## Short problem A:
Please extract the passage of the pumpkin thread that begins at the words "I found an interesting" and stops after "10 days. Minimal mold, some rot.", copying it word for word.
## Short problem B:
In the summary of results in the pumpkin thread, how many days did Vaseline preserve the pumpkin?
======== Text ========
# Preventing Pumpkins from Rotting



## Glyphen2010 (Aug 30, 2010)

I found an interesting link on BoingBoing.net about experiments done to prevent pumpkins from rotting. It's an interesting read and shows you a 15 day cycle of what happens to pumpkins using the different techniques of preservation.

The article is on: http://www.myscienceproject.org/pumpkin.html

Summary of Results

White glue - Preserved pumpkin for 6 days. Profuse mold and rot. 
Acrylic spray - Preserved pumpkin for 9 days. Profuse mold and rot. 
Vaseline - Preserved pumpkin for 9 days. Profuse mold and rot. 
Bleach - Preserved pumpkin for 10 days. Minimal mold, some rot. 
Control - Preserved pumpkin for 14 days. Minimal rot, some mold. 
Pumpkin Fresh - Preserved pumpkin for 14 days. Minimal mold, some rot.


----------



## debbie5 (Mar 2, 2007)

I wonder what Dick Clark uses??


----------



## Glyphen2010 (Aug 30, 2010)

debbie5 said:


> I wonder what Dick Clark uses??


I think its a mixture of pine cone sap and Limburger cheese drippings.


----------



## Frighteners Entertainment (Jan 24, 2006)

I would think citric acid would do pretty well?


----------



## goneferal (Sep 8, 2010)

I always sprayed the inside with lysol. Obviously not with a light candle, although the flame thrower would be exciting.


----------



## TheOneAndOnlyKelly (May 7, 2009)

We always dipped our carved pumpkins in a bleach solution in the kitchen sink. But then, I don't carve until a few days before Halloween anyhow...


----------



## Sblanck (Sep 13, 2007)

Chlorox Clean-Up Cleaner with Bleach according to the guy at Extremepumpkins.com


----------



## Glyphen2010 (Aug 30, 2010)

thanks for the tip Sblanck


----------



## HauntCast (Jul 25, 2008)

Tilex is also amazing. Got this from Tom Nardone as well.


----------



## Glyphen2010 (Aug 30, 2010)

In Tom we trust?


----------
======== Rows ========
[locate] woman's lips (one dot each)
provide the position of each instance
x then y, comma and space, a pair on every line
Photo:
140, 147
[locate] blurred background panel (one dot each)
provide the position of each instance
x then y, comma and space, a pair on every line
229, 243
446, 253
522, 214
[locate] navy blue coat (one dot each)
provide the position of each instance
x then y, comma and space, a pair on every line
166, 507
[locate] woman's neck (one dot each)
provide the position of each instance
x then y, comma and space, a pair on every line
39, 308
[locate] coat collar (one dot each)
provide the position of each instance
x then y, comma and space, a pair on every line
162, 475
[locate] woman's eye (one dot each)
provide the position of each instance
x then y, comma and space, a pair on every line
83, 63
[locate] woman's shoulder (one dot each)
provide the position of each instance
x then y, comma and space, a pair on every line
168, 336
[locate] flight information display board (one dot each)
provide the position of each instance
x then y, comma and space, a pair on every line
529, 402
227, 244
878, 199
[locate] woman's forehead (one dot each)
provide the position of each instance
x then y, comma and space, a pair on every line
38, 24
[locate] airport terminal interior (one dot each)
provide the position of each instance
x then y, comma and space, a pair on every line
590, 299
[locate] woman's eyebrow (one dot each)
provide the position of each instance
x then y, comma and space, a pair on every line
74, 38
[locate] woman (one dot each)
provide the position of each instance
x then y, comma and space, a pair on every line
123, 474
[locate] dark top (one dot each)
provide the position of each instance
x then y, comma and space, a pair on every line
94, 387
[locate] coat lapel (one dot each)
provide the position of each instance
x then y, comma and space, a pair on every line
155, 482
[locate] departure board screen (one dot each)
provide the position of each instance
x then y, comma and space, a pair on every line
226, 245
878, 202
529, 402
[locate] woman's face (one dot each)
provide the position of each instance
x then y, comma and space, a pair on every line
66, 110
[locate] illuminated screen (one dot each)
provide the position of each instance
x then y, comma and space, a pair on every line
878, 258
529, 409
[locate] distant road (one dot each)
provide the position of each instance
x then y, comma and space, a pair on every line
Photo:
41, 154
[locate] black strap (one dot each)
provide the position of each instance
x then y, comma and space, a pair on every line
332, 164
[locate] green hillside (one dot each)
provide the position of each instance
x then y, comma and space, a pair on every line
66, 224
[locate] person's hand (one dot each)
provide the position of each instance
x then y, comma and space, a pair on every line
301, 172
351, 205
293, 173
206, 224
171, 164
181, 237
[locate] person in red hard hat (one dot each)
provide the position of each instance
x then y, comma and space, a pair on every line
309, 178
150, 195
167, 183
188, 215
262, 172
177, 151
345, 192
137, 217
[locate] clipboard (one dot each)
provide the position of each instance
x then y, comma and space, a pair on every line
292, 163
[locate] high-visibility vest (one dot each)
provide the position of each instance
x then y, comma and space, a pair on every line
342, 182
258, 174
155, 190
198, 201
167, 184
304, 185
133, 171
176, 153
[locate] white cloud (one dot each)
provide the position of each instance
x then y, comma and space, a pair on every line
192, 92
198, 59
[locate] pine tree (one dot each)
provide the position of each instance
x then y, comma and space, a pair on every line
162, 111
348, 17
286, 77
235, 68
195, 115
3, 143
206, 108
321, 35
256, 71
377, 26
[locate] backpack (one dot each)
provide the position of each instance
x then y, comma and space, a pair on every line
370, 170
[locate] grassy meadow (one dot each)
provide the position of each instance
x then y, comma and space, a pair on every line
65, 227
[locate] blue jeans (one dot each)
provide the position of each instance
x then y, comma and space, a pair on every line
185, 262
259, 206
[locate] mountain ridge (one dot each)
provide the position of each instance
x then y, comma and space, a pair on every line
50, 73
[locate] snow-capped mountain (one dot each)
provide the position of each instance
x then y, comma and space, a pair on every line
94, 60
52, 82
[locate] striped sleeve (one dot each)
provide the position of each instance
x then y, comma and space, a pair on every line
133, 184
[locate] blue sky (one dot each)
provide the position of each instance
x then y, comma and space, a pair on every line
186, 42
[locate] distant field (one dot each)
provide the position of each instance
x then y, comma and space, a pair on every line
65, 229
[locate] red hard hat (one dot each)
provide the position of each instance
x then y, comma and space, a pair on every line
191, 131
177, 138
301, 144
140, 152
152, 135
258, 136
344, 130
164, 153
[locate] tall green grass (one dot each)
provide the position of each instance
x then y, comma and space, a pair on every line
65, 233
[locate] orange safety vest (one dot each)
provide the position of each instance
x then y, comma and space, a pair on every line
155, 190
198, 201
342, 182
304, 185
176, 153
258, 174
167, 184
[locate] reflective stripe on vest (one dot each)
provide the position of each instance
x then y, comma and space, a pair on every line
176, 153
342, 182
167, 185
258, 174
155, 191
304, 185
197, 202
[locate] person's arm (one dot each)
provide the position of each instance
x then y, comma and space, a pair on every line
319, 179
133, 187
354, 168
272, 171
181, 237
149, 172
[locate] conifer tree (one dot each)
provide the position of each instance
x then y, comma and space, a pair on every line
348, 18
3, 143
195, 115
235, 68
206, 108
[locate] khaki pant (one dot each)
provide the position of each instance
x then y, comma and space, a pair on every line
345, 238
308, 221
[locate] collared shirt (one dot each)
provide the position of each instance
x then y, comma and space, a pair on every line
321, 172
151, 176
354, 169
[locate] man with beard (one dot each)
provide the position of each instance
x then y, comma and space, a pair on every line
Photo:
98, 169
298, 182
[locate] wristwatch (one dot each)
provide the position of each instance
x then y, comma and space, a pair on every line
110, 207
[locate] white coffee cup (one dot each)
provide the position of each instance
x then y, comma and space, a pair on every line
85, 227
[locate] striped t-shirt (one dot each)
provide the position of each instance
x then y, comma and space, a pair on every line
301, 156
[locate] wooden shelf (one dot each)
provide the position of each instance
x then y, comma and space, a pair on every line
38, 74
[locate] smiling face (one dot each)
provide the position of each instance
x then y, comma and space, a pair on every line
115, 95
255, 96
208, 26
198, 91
========
## Correct answer A:
I found an interesting link on BoingBoing.net about experiments done to prevent pumpkins from rotting. It's an interesting read and shows you a 15 day cycle of what happens to pumpkins using the different techniques of preservation.

The article is on: http://www.myscienceproject.org/pumpkin.html

Summary of Results

White glue - Preserved pumpkin for 6 days. Profuse mold and rot. 
Acrylic spray - Preserved pumpkin for 9 days. Profuse mold and rot. 
Vaseline - Preserved pumpkin for 9 days. Profuse mold and rot. 
Bleach - Preserved pumpkin for 10 days. Minimal mold, some rot.

## Correct answer B:
Vaseline preserved the pumpkin for 9 days.